* _TEXT TO READ_:
What is the best way to implement embarrassingly parallel loops with the upcoming IO system and a problem

In a previous post I asked how to implement an embarrassingly parallel loops.

Ultimately I ended up with a simple loop proposed by LucasSantos91 where the solution simply reduces to this function lunched on as many runners as possible.

fn run(counter: *std.atomic.Value(usize), items: []const Item, buffer: Buffer) void {
     while (true)  {
        var index = counter.fetchAdd(1, .monotonic);
        if(index >= items.len) return;
        doWork(items[index], buffer);
    }
}

fn main() void {
    //set up Allocator       

    var thread_pool = .init(allocator);
    defer thread_pool.deinit(allocator);
    
    const buffers = allocBuffers(allocator, thread_pool.getIdCount());
    defer buffers.deinit(allocator);
   
   
   for (0..thread_pool.getIdCount()) |i| {
       thread_pool.spawnWg(&wait_group, run, .{ &counter, items, buffers.get(i));
   }
   pool.waitAndWork(&wait_group);
}

This worked very well, and coupled with the knowledge of how many threads are allocated in the thread poll, I can reserve the required memory for the doWork at the start (and making it infallible), and not pay the cost for loadBuffers for each item.

The recent changes around IO introduced the async/concurrent primitives to express parallel work.

This is my first attempt to adapt to the new API

fn main() void {
   // set up Io and Allocator   

   const max_concurrency = std.Thread.getCpuCount();
   const buffers = allocBuffers(allocator, thread_pool.getIdCount());
   defer buffers.deinit(allocator);
   
   var group: std.Io.Group = .init;
   defer group.cancel(io);

   for(0..max_concurrency) |i| {
      group.async(run, .{ &counter, items, buffers.get(i));
   }
   group.wait();
}

This seems optimal, it is still infallible, and the group primitive nicely replaces the wait_group from the thread_pool.

(Excerpts of location labeling data)
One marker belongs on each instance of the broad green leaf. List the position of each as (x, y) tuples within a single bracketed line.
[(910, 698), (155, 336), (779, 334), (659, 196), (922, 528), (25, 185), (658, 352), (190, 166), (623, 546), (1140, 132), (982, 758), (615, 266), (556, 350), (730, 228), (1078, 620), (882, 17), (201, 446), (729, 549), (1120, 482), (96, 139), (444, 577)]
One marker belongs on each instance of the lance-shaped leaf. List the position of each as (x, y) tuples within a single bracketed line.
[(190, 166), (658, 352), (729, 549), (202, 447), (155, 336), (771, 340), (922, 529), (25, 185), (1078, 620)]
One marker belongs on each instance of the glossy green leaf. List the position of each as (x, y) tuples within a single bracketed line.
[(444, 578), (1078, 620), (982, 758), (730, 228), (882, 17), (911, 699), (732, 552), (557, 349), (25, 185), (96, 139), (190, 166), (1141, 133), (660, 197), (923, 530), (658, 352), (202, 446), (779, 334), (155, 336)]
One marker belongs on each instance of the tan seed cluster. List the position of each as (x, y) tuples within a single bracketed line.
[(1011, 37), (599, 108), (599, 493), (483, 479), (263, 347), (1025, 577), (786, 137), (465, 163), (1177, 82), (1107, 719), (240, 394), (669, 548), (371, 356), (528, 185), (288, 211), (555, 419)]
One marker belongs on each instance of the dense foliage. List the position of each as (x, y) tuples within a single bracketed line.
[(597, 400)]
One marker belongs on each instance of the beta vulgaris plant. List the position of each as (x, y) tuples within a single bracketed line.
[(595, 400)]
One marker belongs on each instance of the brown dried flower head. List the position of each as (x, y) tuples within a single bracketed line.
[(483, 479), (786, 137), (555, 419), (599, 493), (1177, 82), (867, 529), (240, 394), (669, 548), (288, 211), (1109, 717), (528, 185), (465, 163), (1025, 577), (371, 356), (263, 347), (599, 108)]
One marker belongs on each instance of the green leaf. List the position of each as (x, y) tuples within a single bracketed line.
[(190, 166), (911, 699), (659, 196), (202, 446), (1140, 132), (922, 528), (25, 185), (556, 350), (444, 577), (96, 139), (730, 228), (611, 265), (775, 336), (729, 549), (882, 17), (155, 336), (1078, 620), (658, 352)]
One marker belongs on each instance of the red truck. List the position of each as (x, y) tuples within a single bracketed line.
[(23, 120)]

* _DIRECTIVES_:
• a. Do the statements below agree with the post about embarrassingly parallel loops? For each, answer yes or no and quote the words from the post that decide it.
(i) The loop the author ended up with was proposed by LucasSantos91.
(ii) In the author's first attempt with the new API, the group primitive takes the place of the wait_group from the thread_pool.
(iii) The author says that knowing how many threads the pool allocates makes doWork fallible.
• b. Can you resume the post about embarrassingly parallel loops from the point where it stops?
These entries are unrelated to the post about embarrassingly parallel loops.

* _OUTPUTS_:
• a.
(i) Yes: "Ultimately I ended up with a simple loop proposed by LucasSantos91"
(ii) Yes: "the group primitive nicely replaces the wait_group from the thread_pool."
(iii) No: "I can reserve the required memory for the doWork at the start (and making it infallible)"

• b.
The only problem I have is that I need to query the max_concurrency myself and I cannot ask it to the Io implementation, so if I use a init_single_threaded I overallocate memory for the buffers and I launch unnecessary tasks.

1 Like

Hm… if this is for a library then you might accept max_concurrency as a parameter, and make it the responsibility of whoever sets up the io instance to pass you a reasonable value. It sounds nice to be configurable in that way, maybe your clients don’t want you using all cores.

And if “whoever sets up the io instance” is you from just a few lines above, then getting max_concurrency yourself seems fine, I’m not sure I see the problem. If you change to Io.Threaded.init_single_threaded then yes you’ll need to also change your definition of max_concurrency.

It might be nice to able to say something like this:

const n: usize = io.getParallelism();
const max_concurrency = @min(n, wanted_concurrency);

but I’m not aware of any way to do that.

3 Likes

I think you can just do :

const builtin = @import("builtin");

const max_concurrency = if (builtin.single_threaded) 1 else std.Thread.getCpuCount();

Yeah, It would be nice to have an io.getParallelism();

API wise, I am a huge fan on the one I saw in the Sorbet type checker:

Translating to Zig,

const CpuPool = struct {
    // Runs an instance of `function` on all available CPU cores in parallel.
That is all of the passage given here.